→ DOCUMENT PASSAGE:
>>>>>
Hospitals keep close tabs on radioactive items


    Radioactive waste is becoming a smaller problem for hospitals.

    While some cancer research hospitals in Michigan found themselves stuck with radioactive items when a disposal site closed in South Carolina earlier this year, West Michigan hospitals have not been affected.

    “It never has been a problem for us. The stuff we have is fully decayed by the time we get done with it,” said Spectrum Health spokesman Bruce Rossman. Any waste is collected by the company that provides the isotopes, GE Healthcare.

    Medical use of radioactive materials falls under the purview of the federal Nuclear Regulatory Commission, which inspects hospitals without warning and levies fines against hospitals when they don’t follow the rules.

    For example, the NRC earlier this year levied a $3,250 fine against Dickinson County Memorial Hospital in Iron Mountain for failing to properly secure storage of a medical device that contained radioactive material. The agency first discovered the violation in August 2007 and levied the fine when the problem recurred in a January inspection. The hospital has since made changes in the security of radioactive materials, the NRC said.

    Today’s nuclear medicine and radiation therapy utilizes low-dose radioactive isotopes —

    or variations of atoms — sealed in tiny metal devices, from pellets of one-eighth inch to one-inch rods, explained Tewfik Bichay, medical physicist and radiation safety officer at Saint Mary’s Health Care’s Lacks Cancer Center.

    The isotopes are used in nuclear medicine and implanted in cancer patients, he said.

    Some isotopes are short-lived, decay quickly and can then be disposed of in the trash.

    “It’s typical for a hospital to hold onto them till they decay and, like any other substance, are thrown away in the trash,” Bichay said.

    Others are implanted permanently in patients. Some have long half-lives and are used over and over again. Still others have half-lives so long that they must be safely stored for decades once no longer useful for medicine — too active for disposal.

    “There is yet another class of isotope we use which are little bit longer-lived and much more energetic. Those are typically returned every three months to the vendor, so that circle runs very nicely,” Bichay explained.

    Some older radioactive material has a half-life — the duration that the isotope remains radioactive — of decades, Bichay said.

    “Then there are other isotopes, they are an interesting category. They are very long-lived. Cesium is one,” he said.

    With a long half-life, radioactive cesium must be stored properly for many years. Some of those radioactive items are still useful clinically after 20 years, he said, and Saint Mary’s is not currently interested in disposing of them. But some hospitals are seeking ways to remove those isotopes from their property and dispose of them properly, he said.

    “Hospitals that can’t find a way to dispose of them will have to hold them for hundreds of years,” Bichay said.
<<<<<
→ SET OF TASKS:
A – Translate this sentence from the article on hospitals and radioactive waste into Spanish: "The isotopes are used in nuclear medicine and implanted in cancer patients, he said."
B – Continue the article on hospitals and radioactive waste, starting after its last sentence.

→ THE DATA:
>>>>>
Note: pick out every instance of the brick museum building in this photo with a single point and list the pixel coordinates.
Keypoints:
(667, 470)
<<<<<
>>>>>
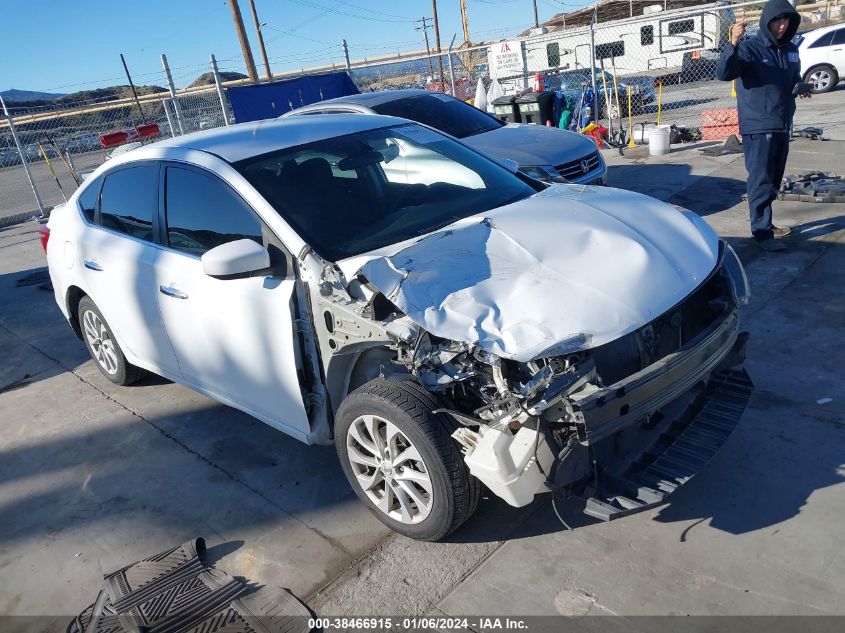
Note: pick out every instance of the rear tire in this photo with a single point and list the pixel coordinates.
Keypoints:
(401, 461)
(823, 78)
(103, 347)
<<<<<
>>>>>
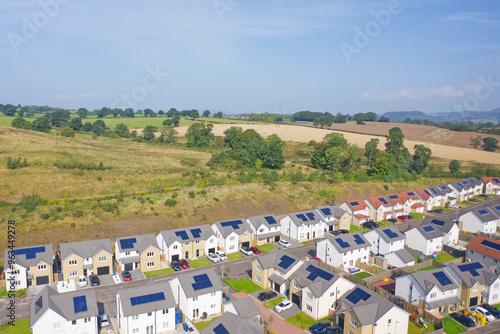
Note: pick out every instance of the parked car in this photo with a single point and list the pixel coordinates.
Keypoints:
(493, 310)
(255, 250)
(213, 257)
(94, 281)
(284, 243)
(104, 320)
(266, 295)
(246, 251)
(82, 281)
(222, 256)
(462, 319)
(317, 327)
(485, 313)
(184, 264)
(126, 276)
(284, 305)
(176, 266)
<<<<<
→ ANSWERS FOR THIS EXERCISE:
A – Los isótopos se usan en la medicina nuclear y se implantan en pacientes con cáncer, dijo.

B –
    “The isotopes we do have in-house, we intend to use periodically,” he added. “The ones that have a long half-life are placed in a safe that is locked in a room that is locked. There are only three keys available,” he said.

    The safe and room are lined in steel and lead. The measures not only keep radiation from escaping, but are security measures as well.

    “It’s very hard to get to those isotopes,” he said. “The structure of the safe is to keep radiation from escaping. The purpose of the special room and locks are to secure the isotopes. They do have enough activity to pose a risk to the general public if they were ever lost somehow.”

    He said the NRC has tightened up security regulations in the wake of the 9/11 attacks.

    At Mercy Health Partners in Muskegon, the last of the radioactive waste destined for special disposal sites was removed from Hackley Hospital shortly before the cancer treatment program moved into the Johnson Family Center for Cancer Care last spring, reported medical physicist Jennifer Fisher, also the radiation safety officer. MHP is currently establishing a radiation safety committee, after the merger of Hackley with Mercy General Health Partners, which did not provide cancer treatment.

    “We did in fact send the last bit of some radioactive sources we have for therapy applications at the Hackley Campus, we did in fact send those to Barnwell,” said Fisher, referring to the low-level radioactive waste site that closed in July in South Carolina. “Fortunately, it was still open.”

    Today’s climate of heightened security means MHP must be careful with radioactive materials, even though the hospital no longer uses isotopes with long half-lives, she said.

    “There are security concerns. That’s why the NRC…no longer actually publishes reports of where these sources are located,” Fisher said. “We keep that deliberately confidential. While I think the risk is minimal, you wouldn’t necessarily know where to go to find it.”

    Fisher said the need to deal with radioactive waste is diminishing.

    “By and large, the quantities of materials that a hospital utilizes in this day and age are decreasing significantly,” she said. “Activity (of isotopes) is much lower, quantities are much lower. The need for a place to store radioactive materials is going to be present for quite some time. Most places have done due diligence and gotten rid of quantities there just in storage.”